GIVEN DATA:
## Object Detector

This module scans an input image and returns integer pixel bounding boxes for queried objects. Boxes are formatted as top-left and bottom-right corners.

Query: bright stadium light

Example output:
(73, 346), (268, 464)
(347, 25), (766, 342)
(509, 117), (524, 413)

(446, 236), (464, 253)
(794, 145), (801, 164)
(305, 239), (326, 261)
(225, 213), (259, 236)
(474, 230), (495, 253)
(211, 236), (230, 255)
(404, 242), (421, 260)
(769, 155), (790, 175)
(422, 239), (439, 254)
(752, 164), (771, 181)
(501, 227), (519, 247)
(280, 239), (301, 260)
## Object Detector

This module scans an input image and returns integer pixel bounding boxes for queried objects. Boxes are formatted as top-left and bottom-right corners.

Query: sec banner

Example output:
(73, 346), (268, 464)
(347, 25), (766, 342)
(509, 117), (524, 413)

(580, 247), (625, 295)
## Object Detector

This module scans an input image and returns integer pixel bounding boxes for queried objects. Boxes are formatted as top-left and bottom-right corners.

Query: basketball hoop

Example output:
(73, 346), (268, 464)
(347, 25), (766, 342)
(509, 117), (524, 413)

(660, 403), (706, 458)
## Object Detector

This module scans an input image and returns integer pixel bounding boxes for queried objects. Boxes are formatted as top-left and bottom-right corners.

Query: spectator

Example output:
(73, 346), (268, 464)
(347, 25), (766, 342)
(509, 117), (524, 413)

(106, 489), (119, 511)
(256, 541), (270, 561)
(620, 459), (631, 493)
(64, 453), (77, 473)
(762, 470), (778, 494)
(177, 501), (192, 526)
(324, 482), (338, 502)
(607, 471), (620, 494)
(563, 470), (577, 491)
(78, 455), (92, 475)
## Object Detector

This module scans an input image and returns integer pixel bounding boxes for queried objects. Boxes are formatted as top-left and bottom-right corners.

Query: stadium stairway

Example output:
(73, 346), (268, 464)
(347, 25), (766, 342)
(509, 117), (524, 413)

TASK OBJECTIVE: If a line in the data holds the string "stadium", copy that line.

EXERCISE OUTPUT:
Query: bright stadium light
Query: stadium stairway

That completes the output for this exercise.